### What you should do
Please return every line of the records that contains the word "below".

### Data provided
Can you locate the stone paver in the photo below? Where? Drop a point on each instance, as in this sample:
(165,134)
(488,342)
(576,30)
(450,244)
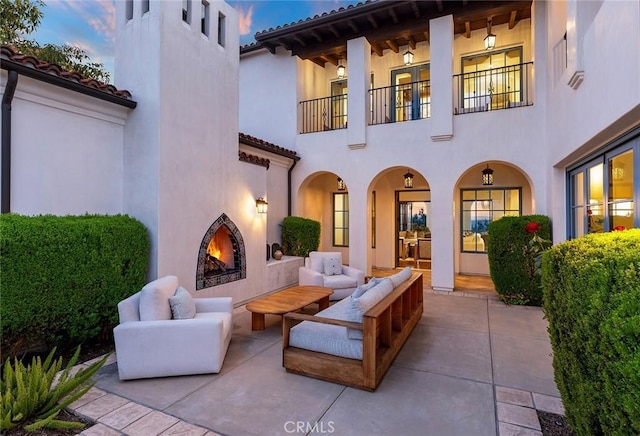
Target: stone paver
(514,396)
(125,415)
(101,406)
(506,429)
(518,415)
(100,430)
(152,424)
(548,403)
(184,429)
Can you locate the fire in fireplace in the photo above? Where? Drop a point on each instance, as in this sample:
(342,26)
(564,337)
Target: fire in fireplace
(221,258)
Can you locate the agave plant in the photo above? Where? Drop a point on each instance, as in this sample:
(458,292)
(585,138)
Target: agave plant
(36,394)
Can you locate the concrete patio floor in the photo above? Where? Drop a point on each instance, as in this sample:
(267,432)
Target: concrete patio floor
(473,366)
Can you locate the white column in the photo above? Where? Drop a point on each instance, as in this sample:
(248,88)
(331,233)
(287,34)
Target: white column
(441,45)
(359,77)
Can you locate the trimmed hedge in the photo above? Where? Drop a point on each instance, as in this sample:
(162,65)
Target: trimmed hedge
(300,236)
(592,302)
(512,269)
(62,277)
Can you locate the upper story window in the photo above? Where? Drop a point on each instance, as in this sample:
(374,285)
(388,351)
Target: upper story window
(493,80)
(221,29)
(479,208)
(412,93)
(341,219)
(186,11)
(204,18)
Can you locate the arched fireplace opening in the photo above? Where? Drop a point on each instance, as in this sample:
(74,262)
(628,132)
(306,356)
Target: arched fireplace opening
(221,258)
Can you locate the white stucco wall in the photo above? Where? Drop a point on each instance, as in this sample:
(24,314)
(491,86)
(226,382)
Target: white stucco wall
(66,151)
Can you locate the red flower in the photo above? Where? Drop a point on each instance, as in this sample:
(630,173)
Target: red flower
(532,227)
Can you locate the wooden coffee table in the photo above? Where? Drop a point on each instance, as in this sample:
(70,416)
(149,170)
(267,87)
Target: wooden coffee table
(287,300)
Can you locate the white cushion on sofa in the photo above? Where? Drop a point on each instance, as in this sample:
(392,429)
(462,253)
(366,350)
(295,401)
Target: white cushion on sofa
(340,281)
(400,277)
(154,299)
(182,304)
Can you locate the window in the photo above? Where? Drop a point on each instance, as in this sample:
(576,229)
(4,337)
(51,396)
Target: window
(221,29)
(340,220)
(186,11)
(479,208)
(129,10)
(339,104)
(492,80)
(204,18)
(411,93)
(603,190)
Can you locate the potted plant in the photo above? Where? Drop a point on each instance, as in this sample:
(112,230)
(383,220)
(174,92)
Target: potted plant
(421,231)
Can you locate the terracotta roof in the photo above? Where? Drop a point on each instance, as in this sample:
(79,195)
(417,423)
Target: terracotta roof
(267,146)
(12,60)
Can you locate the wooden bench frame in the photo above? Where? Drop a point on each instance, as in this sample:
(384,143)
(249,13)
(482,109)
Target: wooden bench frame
(385,329)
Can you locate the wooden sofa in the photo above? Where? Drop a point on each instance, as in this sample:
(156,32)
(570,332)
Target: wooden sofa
(385,328)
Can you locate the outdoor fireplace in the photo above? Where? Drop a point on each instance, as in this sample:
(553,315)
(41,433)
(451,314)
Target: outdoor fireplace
(221,258)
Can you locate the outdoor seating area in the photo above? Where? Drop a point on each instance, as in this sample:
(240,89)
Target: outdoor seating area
(472,365)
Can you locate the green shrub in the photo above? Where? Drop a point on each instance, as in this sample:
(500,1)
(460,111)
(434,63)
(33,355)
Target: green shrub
(62,278)
(300,236)
(512,260)
(592,301)
(34,395)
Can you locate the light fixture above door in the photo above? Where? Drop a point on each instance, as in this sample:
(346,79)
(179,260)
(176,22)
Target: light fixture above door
(341,70)
(487,176)
(407,57)
(408,180)
(490,39)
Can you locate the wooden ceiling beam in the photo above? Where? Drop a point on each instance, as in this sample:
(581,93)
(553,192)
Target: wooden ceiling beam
(392,45)
(333,30)
(416,9)
(316,35)
(377,49)
(394,16)
(512,19)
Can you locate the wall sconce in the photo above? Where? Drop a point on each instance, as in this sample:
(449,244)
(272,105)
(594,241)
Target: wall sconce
(341,70)
(408,180)
(407,58)
(490,39)
(261,205)
(487,176)
(618,172)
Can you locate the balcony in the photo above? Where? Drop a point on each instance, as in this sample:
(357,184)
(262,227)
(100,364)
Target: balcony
(478,91)
(397,103)
(322,114)
(493,89)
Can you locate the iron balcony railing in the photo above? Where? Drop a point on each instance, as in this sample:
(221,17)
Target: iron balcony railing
(326,113)
(496,88)
(404,102)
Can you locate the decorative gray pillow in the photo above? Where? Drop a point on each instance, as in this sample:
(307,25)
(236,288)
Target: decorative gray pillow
(182,304)
(332,265)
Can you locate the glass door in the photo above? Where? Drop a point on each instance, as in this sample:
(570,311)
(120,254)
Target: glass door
(411,93)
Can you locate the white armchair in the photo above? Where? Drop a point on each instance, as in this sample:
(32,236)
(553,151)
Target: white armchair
(326,269)
(149,343)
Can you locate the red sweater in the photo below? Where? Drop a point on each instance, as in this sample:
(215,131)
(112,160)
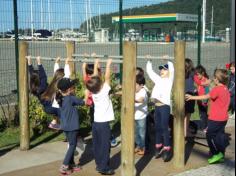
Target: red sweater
(220,100)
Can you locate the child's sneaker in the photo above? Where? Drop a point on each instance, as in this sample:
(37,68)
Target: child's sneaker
(54,126)
(141,152)
(65,170)
(167,155)
(216,158)
(114,143)
(76,167)
(158,152)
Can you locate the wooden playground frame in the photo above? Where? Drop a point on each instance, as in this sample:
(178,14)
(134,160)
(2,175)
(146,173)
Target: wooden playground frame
(127,111)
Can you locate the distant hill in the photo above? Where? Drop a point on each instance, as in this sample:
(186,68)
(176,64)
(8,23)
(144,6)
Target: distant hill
(222,13)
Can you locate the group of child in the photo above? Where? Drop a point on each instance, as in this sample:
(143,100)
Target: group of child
(58,98)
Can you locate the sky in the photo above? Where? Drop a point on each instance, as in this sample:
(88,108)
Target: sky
(55,14)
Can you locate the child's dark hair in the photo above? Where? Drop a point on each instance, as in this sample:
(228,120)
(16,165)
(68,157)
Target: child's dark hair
(49,93)
(201,70)
(222,76)
(94,84)
(90,69)
(189,68)
(140,71)
(59,98)
(140,80)
(34,83)
(232,64)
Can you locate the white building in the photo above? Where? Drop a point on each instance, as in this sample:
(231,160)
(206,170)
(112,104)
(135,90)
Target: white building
(101,35)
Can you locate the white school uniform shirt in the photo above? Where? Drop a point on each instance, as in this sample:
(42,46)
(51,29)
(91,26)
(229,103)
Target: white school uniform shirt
(163,86)
(103,109)
(67,75)
(141,109)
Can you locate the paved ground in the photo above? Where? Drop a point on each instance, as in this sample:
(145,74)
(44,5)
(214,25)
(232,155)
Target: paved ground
(44,160)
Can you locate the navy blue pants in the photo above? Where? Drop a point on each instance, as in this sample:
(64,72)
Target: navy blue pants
(216,138)
(203,116)
(72,139)
(162,117)
(101,144)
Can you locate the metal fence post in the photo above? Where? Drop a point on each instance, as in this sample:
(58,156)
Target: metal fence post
(121,34)
(24,98)
(16,46)
(199,35)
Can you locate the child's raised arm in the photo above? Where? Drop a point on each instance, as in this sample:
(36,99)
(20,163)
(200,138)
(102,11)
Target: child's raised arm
(152,75)
(108,71)
(56,64)
(67,68)
(96,65)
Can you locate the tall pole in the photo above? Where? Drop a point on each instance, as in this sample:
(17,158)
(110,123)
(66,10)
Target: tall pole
(41,14)
(232,42)
(16,45)
(32,21)
(87,20)
(212,20)
(49,16)
(90,16)
(203,21)
(179,109)
(100,21)
(71,17)
(199,34)
(121,34)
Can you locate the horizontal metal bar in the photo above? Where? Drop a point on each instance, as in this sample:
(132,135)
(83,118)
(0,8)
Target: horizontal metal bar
(121,57)
(78,60)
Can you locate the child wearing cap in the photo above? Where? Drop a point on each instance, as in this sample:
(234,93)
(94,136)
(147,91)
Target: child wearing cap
(218,116)
(103,114)
(69,119)
(161,95)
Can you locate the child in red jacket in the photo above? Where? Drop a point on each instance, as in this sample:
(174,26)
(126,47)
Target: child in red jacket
(218,116)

### Response for this exercise
Can you locate the stone paver in the photo below? Where? Drop a point on each instance, as in this sample:
Can you locate the red sweater in the photo below? Where? Drop a point on each instance, as in this sample:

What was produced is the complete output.